++++ Input for this task

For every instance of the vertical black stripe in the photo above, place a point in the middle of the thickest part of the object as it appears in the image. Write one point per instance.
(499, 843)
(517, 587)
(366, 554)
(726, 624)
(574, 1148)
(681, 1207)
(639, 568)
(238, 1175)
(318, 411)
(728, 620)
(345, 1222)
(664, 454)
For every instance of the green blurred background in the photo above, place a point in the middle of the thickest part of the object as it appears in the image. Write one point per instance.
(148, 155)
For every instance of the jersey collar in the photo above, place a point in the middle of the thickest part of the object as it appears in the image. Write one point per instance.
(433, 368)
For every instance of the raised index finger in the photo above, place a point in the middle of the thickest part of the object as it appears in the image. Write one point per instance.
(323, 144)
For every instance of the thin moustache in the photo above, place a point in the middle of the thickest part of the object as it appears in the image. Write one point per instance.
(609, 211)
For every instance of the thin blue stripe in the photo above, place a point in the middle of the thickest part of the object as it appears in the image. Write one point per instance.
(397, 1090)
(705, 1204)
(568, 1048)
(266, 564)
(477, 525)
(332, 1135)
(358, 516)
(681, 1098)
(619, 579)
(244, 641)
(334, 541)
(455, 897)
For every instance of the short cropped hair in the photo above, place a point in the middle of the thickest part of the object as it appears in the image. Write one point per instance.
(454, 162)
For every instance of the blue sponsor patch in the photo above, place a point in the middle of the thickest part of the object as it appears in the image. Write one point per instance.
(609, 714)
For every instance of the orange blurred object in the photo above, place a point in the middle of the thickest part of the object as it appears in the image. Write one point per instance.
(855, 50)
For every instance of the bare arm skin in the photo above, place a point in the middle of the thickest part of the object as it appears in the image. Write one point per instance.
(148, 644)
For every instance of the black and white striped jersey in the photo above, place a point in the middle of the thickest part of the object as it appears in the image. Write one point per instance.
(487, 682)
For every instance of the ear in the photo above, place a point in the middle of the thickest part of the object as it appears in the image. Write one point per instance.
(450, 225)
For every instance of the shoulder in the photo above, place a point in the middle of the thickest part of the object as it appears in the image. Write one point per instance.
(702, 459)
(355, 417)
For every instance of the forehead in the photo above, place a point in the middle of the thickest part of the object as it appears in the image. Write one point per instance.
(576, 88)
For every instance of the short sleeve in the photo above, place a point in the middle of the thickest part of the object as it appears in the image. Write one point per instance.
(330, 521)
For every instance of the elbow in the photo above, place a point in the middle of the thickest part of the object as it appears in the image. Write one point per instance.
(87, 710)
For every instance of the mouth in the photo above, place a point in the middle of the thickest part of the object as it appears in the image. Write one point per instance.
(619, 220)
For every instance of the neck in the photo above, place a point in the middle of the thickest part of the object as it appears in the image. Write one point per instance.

++++++++

**Task description:** Output the material again, line for line.

**Worked solution:**
For every instance of the vertical black stripe in the photo above, place a point in the middle of the thickest part of the object as it appears in the image. Write one point per instance.
(499, 843)
(517, 587)
(366, 554)
(726, 624)
(574, 1148)
(681, 1207)
(639, 568)
(238, 1175)
(318, 411)
(728, 620)
(345, 1222)
(664, 454)
For every instance of the green blurred background in the photo above, place a point in the middle of the thickest part of the object as it appears in the image. Write one point per instance.
(148, 155)
For every instance of the jersey collar in the photo above, place a point in the middle of the thickest part of the object as it appears in the image. Write one point per instance.
(433, 368)
For every instance of the raised index finger in the photo above, place a point in the middle of the thickest part of the object as it appears in the image. Write one point per instance.
(323, 144)
For every instance of the thin moustache in the photo above, place a point in the middle of the thickest part of the object as it appears in the image. Write one point per instance.
(609, 211)
For every instance of the thin blue stripe in the photo above, place a point in the middle of the thickest part of the object as it appears in the image. Write one point per instance.
(397, 1090)
(705, 1204)
(568, 1048)
(266, 564)
(477, 525)
(332, 1135)
(358, 516)
(681, 1098)
(619, 579)
(244, 641)
(334, 541)
(455, 897)
For every instance of the short cropped hair in the photo above, place a point in the middle of the thickest part of the object as it appears in the image. Write one point per instance.
(454, 162)
For every instance of the blue sponsor patch in the photo above, place a point in the middle of the thickest part of the object as it appears in the image. Write one point per instance.
(609, 714)
For every instance of the orange blurred object in the photo above, place a point in the middle of the thickest part of the object as it appears in the image. Write one point per instance.
(855, 50)
For every instance of the bare arm skin in the photo above, place a point in the middle of the thickest part of the object as it appears in the image. Write one point per instance.
(148, 644)
For every instance of the black and white striped jersey in the photo above, place a point in the middle of the thickest part of the object as it appears in the image. Write one point per instance.
(487, 682)
For every instance of the ear in the photo above, place a point in the middle of the thickest part of the object as it appears in the image. Write one point per instance.
(450, 225)
For every instance of the shoulder in the photo above, place a point in the middle of the thickest part of the object as it appears in the image. Write one point per instance.
(702, 459)
(355, 417)
For every instance of the forehead in the photo above, place a point in the middle of the thickest part of the object as it appears in the image. Write one point per instance.
(576, 88)
For every instance of the short sleeve in the photo above, place a point in the middle of the thickest part of the object as it appears in the image. Write one point per instance.
(330, 521)
For every instance of the elbow in the photo above, place a point in the middle of the thickest part of the object as it appears in the image. Write one point per instance.
(87, 710)
For every instance of the mouth in the photo above, place a point in the middle of the thickest part of the object as it appears in the image. Write one point per instance.
(619, 220)
For every instance of the neck in the photo above, place a point in the middle of the thickest part of the object as it appears in the image. Write one point per instance.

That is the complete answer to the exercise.